◆ Goal ◆
Can you reproduce the data below with "Test query" substituted for every "Sample query" and everything else left unchanged? Leave the pictures out of your answer.

◆ Data ◆
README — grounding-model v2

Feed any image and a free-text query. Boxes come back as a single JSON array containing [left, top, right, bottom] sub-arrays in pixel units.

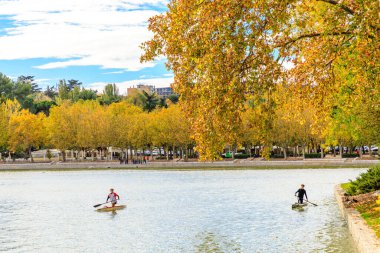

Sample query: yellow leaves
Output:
[[9, 110, 46, 152]]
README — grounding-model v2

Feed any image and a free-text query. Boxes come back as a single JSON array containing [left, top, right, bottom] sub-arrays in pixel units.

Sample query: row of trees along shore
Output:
[[141, 0, 380, 160], [0, 69, 379, 160], [0, 0, 380, 161]]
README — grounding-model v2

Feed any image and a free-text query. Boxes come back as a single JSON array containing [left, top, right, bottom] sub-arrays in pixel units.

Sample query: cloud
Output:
[[0, 0, 167, 71], [86, 77, 174, 95]]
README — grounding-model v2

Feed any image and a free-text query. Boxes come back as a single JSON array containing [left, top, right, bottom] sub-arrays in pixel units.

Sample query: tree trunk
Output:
[[61, 150, 66, 162], [321, 145, 325, 159], [302, 145, 306, 159], [185, 147, 189, 162], [29, 147, 34, 163]]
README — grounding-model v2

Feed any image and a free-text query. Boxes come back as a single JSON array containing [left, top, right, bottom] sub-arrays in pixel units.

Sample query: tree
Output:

◆ Final answer ◆
README — grounding-model v2

Feed any image and a free-text query. Boxes come back as a single JSON array containing [left, top, right, bottom] sub-arrays in pixel units.


Test query: yellow leaves
Output:
[[9, 110, 46, 152]]
README — grounding-model v2

Feed any image and a free-text query. Boxes come back as a single JSON array containing [left, top, right, bottom] sub-arrays in pixel units.

Test query: row of trees along shore
Output:
[[141, 0, 380, 160], [0, 69, 379, 160], [0, 0, 380, 161]]
README — grounding-model v2

Feed any image and a free-text query. Boxes come back as a single JSON array containing [left, top, right, bottom] sub-arrays in pixel units.

Test query: cloud
Output:
[[0, 0, 167, 71], [86, 77, 174, 95]]
README — grounding-model v2

Feed any image and a free-text query. Boxes come back as a single JSON array containing [left, top, right, bottom] sub-arrays in pixel units.

Test query: tree trunk
Output:
[[61, 150, 66, 162], [321, 145, 325, 159], [302, 145, 306, 159], [185, 147, 189, 162], [29, 147, 34, 163]]
README — grounding-model v2

Feed any image and a free-text query. Boxes come back as a single JSON array containing [left, top, right, bottom] sub-arrays in pixel units.

Test query: tree
Output:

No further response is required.